━━ DATA SUPPLIED

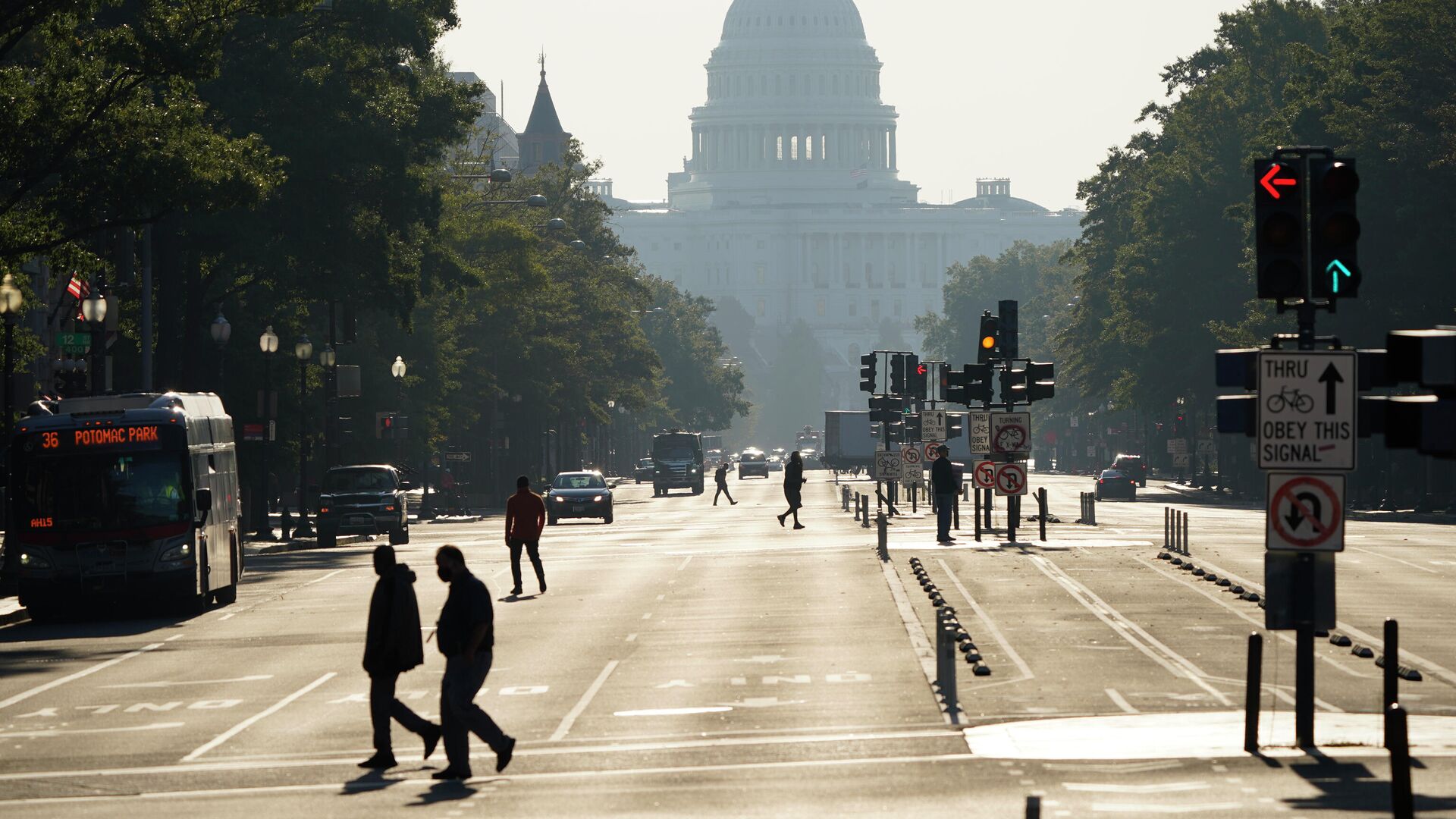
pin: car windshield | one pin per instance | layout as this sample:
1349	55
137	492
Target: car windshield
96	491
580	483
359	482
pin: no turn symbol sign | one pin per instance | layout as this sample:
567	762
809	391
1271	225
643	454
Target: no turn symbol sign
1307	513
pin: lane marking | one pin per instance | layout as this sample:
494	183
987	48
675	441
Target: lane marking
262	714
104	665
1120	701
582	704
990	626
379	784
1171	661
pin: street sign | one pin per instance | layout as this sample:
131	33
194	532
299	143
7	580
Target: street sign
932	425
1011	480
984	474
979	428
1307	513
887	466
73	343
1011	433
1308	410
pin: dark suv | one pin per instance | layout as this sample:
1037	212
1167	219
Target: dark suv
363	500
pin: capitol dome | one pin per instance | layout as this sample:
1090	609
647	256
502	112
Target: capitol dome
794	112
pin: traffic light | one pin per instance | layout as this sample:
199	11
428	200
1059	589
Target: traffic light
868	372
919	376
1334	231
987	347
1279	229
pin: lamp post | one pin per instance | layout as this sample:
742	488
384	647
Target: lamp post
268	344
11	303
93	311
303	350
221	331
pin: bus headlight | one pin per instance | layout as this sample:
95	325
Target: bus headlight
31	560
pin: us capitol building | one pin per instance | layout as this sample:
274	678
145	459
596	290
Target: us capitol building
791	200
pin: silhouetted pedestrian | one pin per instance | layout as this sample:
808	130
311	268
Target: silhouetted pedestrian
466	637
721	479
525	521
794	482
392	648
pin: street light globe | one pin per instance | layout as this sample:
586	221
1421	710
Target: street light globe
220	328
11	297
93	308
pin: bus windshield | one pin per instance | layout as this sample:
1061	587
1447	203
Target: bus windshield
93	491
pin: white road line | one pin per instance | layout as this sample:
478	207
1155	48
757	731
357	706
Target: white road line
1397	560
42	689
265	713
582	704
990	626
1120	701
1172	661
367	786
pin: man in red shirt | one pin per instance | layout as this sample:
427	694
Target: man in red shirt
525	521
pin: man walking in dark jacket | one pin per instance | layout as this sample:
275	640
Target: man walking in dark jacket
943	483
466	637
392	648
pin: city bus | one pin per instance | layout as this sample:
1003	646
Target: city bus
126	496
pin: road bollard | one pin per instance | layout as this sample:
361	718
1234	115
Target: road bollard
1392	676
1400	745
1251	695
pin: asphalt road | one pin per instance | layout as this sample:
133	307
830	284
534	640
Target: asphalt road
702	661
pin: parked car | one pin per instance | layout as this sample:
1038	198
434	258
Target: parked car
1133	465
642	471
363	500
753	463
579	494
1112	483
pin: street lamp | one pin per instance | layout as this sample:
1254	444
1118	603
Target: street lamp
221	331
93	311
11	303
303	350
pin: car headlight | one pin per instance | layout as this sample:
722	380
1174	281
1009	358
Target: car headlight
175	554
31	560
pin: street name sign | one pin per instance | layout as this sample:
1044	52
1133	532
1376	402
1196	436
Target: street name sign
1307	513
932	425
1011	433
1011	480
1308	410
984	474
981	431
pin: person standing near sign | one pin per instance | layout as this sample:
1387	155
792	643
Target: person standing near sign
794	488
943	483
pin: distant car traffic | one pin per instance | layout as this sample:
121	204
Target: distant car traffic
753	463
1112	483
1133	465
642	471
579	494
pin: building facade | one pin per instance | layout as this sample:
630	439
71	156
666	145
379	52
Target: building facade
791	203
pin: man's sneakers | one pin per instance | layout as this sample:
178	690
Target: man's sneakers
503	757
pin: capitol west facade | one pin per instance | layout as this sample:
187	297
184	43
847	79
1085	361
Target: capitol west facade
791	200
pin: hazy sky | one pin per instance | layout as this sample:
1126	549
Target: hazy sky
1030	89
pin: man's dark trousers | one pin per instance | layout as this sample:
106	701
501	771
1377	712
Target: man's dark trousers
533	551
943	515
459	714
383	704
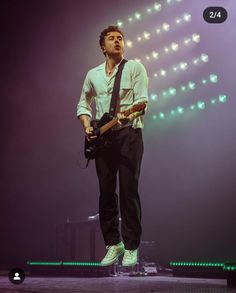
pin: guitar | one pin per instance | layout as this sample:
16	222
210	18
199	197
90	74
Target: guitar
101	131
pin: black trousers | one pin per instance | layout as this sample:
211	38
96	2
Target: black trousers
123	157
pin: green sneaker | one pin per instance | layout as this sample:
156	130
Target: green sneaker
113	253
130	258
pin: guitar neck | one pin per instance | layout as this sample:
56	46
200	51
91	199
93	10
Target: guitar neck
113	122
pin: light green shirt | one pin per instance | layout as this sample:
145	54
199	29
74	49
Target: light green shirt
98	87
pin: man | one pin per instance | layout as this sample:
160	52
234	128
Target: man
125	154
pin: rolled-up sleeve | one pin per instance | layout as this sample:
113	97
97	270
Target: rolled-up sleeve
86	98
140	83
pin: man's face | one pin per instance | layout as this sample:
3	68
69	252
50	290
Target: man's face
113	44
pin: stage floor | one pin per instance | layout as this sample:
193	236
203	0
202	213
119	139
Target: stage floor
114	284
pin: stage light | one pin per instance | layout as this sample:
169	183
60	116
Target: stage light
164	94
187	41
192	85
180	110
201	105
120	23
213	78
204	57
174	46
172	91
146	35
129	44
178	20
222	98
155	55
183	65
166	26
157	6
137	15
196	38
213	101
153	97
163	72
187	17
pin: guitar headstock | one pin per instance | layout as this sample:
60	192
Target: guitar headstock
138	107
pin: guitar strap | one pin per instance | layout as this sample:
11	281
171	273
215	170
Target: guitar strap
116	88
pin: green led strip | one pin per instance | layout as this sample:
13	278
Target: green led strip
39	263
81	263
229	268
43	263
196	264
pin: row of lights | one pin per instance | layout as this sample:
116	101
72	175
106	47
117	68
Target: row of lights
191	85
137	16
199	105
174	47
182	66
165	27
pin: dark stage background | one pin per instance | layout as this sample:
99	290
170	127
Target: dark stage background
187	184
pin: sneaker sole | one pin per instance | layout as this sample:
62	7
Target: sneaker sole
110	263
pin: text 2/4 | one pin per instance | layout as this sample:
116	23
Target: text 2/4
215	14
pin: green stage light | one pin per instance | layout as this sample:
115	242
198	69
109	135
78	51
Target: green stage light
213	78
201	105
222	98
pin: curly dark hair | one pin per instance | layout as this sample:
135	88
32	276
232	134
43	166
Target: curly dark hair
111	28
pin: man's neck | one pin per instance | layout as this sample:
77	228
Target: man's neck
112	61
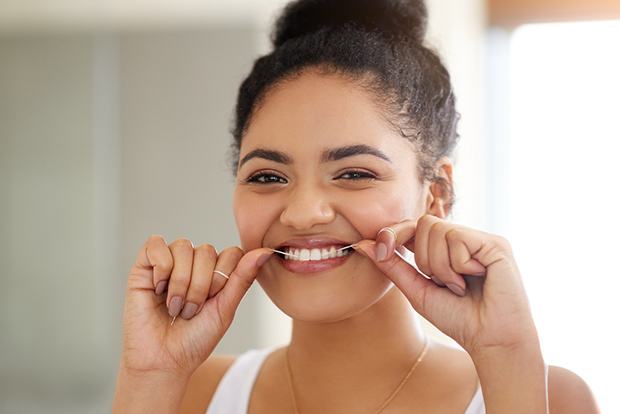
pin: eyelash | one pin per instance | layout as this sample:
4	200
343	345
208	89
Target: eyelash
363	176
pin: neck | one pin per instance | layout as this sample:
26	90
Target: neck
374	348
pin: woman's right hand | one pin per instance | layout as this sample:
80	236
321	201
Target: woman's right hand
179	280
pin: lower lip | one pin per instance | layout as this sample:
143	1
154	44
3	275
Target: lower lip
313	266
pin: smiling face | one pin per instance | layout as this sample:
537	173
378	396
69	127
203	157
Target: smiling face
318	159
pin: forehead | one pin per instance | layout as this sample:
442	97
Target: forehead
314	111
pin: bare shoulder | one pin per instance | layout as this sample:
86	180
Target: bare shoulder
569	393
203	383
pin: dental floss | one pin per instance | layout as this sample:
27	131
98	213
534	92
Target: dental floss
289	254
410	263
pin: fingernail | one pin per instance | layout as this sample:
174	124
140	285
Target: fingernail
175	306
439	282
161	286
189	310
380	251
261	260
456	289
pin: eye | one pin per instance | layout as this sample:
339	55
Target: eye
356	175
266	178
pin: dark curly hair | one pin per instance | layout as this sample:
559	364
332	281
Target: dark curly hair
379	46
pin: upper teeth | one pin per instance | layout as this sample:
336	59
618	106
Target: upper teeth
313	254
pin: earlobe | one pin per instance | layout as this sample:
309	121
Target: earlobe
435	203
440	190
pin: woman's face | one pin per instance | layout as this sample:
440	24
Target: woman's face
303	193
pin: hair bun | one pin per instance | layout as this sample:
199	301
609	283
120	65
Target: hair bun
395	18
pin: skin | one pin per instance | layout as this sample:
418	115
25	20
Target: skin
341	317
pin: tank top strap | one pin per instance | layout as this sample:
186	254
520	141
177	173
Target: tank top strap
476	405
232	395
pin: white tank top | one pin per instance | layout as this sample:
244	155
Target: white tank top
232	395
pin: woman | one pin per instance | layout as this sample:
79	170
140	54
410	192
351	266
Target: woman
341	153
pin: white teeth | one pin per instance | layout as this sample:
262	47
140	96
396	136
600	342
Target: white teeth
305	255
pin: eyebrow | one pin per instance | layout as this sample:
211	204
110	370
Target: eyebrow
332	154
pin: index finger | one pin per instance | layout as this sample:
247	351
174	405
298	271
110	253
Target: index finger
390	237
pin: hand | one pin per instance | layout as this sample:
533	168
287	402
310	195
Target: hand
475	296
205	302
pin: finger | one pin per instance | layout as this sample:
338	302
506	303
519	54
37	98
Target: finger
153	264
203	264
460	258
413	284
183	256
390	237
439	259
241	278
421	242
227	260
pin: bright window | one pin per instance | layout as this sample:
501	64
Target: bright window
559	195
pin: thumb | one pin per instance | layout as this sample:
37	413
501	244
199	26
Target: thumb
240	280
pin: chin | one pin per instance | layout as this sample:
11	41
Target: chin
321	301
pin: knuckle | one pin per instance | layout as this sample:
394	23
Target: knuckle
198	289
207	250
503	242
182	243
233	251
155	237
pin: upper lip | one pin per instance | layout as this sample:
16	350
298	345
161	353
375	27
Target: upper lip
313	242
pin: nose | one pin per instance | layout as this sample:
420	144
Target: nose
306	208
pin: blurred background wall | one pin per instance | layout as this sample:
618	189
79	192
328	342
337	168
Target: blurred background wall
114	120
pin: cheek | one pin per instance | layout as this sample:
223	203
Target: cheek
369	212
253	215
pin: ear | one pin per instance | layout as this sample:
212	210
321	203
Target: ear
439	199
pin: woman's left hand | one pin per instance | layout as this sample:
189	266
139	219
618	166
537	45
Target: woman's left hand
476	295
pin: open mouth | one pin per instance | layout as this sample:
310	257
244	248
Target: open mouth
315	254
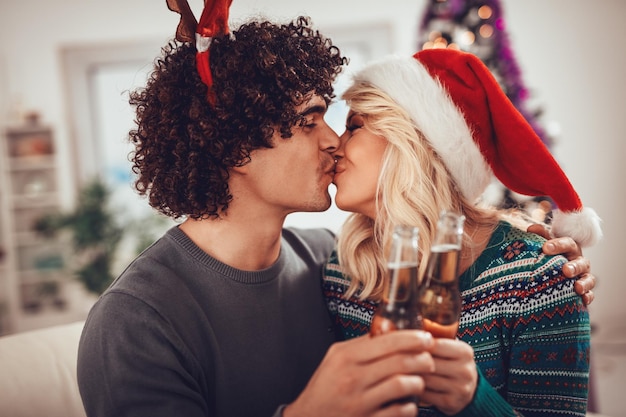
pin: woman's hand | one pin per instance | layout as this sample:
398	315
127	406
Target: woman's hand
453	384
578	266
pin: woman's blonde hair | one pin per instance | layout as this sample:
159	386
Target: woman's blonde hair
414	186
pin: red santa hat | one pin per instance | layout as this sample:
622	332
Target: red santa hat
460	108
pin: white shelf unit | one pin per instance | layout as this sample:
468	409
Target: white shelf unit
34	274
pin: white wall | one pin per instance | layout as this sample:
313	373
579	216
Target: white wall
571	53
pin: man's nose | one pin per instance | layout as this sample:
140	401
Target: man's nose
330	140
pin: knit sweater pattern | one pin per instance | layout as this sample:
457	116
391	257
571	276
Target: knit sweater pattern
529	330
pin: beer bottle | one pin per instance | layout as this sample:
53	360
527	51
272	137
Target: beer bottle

━━━━

WHAT YOU WILL DO
Every line in the listing that holds the string "bottle" should be copied out.

EXPECTED ANSWER
pin: beer bottle | one pin per instance | layout as this sample:
Target: beer bottle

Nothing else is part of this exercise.